An exact copy of every entry is the required answer.

[Opening Data for analysis section]

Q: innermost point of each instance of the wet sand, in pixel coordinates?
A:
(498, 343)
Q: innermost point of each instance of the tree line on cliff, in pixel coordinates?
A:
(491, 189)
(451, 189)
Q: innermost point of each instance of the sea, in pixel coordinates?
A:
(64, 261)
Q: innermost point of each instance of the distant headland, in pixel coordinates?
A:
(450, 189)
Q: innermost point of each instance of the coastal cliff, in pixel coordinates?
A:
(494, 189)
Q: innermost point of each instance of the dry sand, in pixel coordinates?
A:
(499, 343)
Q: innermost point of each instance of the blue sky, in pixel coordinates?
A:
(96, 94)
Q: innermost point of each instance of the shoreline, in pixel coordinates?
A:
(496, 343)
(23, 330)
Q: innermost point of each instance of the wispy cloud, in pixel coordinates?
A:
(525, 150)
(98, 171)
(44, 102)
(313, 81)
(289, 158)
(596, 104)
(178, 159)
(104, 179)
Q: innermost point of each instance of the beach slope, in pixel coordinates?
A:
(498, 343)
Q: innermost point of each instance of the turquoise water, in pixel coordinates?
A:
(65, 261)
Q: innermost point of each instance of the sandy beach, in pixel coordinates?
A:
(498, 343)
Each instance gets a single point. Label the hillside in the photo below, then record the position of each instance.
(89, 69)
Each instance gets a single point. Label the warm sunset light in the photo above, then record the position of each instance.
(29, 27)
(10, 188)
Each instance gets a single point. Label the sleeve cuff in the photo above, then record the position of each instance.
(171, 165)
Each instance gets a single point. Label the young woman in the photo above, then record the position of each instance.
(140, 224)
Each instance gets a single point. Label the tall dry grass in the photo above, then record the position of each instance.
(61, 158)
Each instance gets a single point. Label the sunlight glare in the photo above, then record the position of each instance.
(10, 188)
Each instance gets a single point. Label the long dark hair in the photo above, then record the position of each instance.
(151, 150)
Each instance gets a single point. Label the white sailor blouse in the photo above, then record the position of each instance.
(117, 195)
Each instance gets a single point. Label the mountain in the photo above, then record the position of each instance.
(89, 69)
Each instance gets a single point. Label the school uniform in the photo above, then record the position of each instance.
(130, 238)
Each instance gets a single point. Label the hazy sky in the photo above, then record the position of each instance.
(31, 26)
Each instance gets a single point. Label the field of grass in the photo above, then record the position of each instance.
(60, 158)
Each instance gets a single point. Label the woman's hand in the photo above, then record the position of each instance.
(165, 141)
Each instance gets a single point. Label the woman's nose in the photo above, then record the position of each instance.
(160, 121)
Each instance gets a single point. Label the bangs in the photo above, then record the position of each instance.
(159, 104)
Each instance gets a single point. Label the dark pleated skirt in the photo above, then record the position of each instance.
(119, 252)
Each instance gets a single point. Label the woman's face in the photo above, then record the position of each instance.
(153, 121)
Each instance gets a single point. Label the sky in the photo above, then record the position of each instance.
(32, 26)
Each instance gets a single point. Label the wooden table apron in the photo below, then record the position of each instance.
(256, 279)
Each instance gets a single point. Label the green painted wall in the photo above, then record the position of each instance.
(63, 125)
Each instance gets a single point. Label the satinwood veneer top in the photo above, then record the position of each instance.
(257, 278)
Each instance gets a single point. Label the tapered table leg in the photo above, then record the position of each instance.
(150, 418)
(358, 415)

[Closing Data for analysis section]

Final answer.
Q: innermost point of each instance of the wet sand, in pixel coordinates?
A:
(498, 343)
Q: innermost point of each instance of the tree line on cliff, in pixel coordinates?
A:
(491, 189)
(451, 189)
Q: innermost point of each instance of the sea, in pixel coordinates?
A:
(64, 261)
Q: innermost point of each instance of the distant headland, in pixel coordinates?
A:
(450, 189)
Q: innermost point of each instance of the coastal cliff, in pixel coordinates?
A:
(494, 189)
Q: innermost point of each instance of the dry sand, in pixel coordinates?
A:
(499, 343)
Q: innermost point of each instance of the blue sky, in pixel coordinates?
A:
(96, 94)
Q: innermost point of each instance of the shoreline, in pixel coordinates?
A:
(496, 343)
(23, 330)
Q: innermost point of each instance of the wispy cloud, in pixel coordinates?
A:
(525, 150)
(98, 171)
(44, 102)
(313, 81)
(289, 158)
(596, 104)
(178, 159)
(104, 179)
Q: innermost point of each instance of the beach slope, in pixel coordinates?
A:
(498, 343)
Q: innermost point of each instance of the turquoise water, in pixel coordinates?
A:
(65, 261)
Q: innermost point of each instance of the sandy beach, in pixel coordinates?
A:
(498, 343)
Each instance gets a single point. Label the hillside in the photo below, then record the position of each instance.
(89, 69)
Each instance gets a single point. Label the warm sunset light in the photo above, then record the position of each instance.
(29, 27)
(10, 188)
Each instance gets a single point. Label the sleeve cuff in the photo above, then record the position of each instance.
(171, 165)
Each instance gets a single point. Label the young woman in the photo above, then record the position of each instance.
(140, 224)
Each instance gets a single point. Label the tall dry grass in the photo above, then record the position of each instance.
(61, 158)
Each instance gets a single point. Label the sunlight glare in the photo above, then record the position of each instance.
(10, 188)
Each instance gets a single point. Label the long dark hair in the photo above, then record the position of each instance.
(151, 150)
Each instance gets a single point. Label the white sailor blouse in the photo above, then record the position of each instance.
(117, 195)
Each instance gets a single point. Label the mountain in the photo above, then record the position of each instance.
(89, 69)
Each instance gets a single point. Label the school uniform in the photo above, then record the position of each instance.
(130, 238)
Each instance gets a single point. Label the hazy sky in the photo above, then record the position of each instance.
(31, 26)
Each instance gets a single point. Label the field of grass in the photo above, then record the position of each instance.
(60, 158)
Each instance gets a single point. Label the woman's hand in the photo above, then record the position of each instance.
(165, 141)
Each instance gets a single point. Label the woman's nose in the photo above, then record the position of each instance.
(160, 121)
Each instance gets a single point. Label the bangs in the photo above, then record the position of each instance.
(159, 104)
Each instance gets a single point. Label the dark pleated skirt in the photo above, then record the position of each instance.
(119, 252)
Each instance gets a single point. Label the woman's face in the photo above, then record the position of each instance.
(153, 121)
Each instance gets a single point. Label the sky in the photo above, then record the position of each instance.
(32, 26)
Each instance gets a single point. Label the wooden table apron in the photo below, then record the position of each instance.
(256, 279)
Each instance gets a single point. Label the green painted wall in the photo above, then record the position of each instance.
(63, 125)
Each instance gets a single point. Label the satinwood veneer top in the photo above, then record the position of each instance.
(257, 278)
Each instance gets a single point. Label the tapered table leg in the photo above, then record the position of each instance.
(150, 418)
(358, 415)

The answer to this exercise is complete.